* [Provided data]
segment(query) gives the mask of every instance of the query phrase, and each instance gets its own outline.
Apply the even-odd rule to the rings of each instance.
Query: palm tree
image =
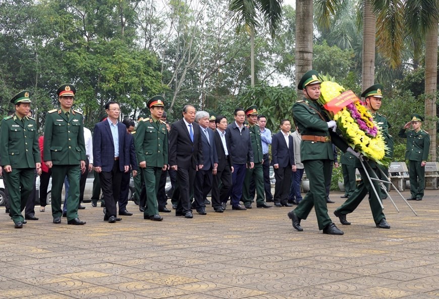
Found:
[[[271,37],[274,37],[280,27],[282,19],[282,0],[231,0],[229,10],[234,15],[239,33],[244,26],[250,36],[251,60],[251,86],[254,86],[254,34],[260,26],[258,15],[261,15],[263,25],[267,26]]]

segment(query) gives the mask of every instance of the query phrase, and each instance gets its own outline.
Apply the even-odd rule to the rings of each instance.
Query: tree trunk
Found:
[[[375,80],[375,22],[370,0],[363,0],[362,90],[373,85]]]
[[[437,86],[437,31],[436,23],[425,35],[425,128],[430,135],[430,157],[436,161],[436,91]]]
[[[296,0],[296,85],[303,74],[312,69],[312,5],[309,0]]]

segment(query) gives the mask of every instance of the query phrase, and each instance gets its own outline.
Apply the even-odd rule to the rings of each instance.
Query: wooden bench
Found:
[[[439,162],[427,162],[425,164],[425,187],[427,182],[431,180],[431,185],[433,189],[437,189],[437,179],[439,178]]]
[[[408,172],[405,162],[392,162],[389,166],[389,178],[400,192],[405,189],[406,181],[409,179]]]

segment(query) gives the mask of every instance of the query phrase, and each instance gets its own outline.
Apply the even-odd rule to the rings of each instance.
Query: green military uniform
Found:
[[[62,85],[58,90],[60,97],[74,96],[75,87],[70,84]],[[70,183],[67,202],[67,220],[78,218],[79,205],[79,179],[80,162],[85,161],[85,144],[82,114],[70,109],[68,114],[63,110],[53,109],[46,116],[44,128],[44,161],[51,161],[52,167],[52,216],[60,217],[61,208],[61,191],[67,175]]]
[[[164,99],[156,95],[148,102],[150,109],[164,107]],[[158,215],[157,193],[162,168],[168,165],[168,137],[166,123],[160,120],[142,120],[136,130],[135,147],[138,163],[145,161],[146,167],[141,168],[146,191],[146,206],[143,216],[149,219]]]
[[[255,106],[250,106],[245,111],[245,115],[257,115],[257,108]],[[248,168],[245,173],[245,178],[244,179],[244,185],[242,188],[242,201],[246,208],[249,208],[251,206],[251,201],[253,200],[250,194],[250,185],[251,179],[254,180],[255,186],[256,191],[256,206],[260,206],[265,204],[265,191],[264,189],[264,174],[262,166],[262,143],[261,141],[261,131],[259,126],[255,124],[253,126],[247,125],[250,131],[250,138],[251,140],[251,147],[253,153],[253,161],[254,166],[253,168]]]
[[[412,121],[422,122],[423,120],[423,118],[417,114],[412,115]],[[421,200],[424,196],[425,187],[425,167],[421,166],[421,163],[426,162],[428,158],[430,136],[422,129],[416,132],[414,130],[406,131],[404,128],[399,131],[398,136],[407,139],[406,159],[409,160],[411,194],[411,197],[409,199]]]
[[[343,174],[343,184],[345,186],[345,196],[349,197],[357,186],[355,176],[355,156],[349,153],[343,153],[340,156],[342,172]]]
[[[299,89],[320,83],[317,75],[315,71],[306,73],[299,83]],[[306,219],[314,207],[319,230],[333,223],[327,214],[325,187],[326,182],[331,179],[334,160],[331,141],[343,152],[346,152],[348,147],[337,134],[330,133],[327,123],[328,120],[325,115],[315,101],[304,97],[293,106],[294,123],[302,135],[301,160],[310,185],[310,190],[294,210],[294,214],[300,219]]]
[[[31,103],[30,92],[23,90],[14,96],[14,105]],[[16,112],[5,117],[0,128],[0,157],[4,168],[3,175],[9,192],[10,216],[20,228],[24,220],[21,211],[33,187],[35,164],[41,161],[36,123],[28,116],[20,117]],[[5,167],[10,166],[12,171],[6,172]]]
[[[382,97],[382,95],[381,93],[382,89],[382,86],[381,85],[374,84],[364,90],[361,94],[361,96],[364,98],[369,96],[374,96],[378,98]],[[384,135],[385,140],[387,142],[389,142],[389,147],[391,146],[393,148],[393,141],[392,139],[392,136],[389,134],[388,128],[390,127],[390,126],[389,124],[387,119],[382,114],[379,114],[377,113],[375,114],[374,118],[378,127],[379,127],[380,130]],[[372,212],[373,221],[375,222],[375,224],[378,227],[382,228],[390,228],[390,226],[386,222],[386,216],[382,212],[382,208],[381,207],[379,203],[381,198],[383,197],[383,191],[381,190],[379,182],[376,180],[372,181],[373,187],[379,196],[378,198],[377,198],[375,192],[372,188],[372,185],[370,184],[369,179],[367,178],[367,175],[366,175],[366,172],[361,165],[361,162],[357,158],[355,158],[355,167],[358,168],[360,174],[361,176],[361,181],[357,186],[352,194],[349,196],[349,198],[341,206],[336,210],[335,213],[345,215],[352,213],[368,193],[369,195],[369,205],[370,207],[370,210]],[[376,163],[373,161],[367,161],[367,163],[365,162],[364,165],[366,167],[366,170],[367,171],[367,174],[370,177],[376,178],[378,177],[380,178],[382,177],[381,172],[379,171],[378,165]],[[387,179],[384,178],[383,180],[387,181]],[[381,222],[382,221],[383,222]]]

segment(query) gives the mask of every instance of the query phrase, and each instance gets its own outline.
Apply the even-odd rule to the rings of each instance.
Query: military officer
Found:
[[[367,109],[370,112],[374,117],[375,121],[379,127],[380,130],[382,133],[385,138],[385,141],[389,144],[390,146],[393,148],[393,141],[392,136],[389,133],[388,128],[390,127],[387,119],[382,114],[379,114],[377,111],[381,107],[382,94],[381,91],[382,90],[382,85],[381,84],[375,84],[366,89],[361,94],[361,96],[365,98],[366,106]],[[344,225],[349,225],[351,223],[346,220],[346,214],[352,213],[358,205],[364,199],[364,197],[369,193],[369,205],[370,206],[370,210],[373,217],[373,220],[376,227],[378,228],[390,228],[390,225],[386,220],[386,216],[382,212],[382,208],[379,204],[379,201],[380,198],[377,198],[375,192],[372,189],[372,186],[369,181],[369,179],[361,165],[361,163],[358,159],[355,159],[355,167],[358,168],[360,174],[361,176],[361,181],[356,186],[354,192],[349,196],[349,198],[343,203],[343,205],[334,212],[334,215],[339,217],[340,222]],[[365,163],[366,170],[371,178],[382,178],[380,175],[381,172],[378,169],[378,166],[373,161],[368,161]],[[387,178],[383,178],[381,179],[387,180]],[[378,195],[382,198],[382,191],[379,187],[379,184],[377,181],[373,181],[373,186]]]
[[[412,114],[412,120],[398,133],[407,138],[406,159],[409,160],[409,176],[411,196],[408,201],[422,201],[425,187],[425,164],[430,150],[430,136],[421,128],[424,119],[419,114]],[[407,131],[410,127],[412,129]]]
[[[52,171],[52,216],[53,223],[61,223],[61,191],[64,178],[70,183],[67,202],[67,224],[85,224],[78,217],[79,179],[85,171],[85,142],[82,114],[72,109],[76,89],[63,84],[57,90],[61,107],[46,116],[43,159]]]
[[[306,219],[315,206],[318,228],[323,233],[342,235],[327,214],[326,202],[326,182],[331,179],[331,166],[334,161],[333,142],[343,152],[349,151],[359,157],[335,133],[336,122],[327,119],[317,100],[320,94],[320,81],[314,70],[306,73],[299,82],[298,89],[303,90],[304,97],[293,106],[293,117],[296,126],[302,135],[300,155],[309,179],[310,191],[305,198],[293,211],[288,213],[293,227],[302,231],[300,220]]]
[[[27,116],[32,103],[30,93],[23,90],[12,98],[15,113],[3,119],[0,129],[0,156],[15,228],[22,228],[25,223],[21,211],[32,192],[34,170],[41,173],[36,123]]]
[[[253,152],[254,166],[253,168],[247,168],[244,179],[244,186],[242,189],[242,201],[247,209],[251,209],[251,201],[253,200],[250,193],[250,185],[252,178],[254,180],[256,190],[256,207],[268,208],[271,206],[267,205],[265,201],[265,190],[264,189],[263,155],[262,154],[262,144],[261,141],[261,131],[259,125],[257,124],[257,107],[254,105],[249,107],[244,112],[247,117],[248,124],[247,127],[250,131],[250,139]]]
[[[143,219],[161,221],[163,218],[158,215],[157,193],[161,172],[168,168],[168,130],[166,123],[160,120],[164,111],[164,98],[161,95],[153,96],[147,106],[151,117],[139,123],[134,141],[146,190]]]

* [Work to do]
Show every line of the items above that contains the word "military". Uppercase and lowercase letters count as different.

* [Result of the task]
Query: green military uniform
Query: military officer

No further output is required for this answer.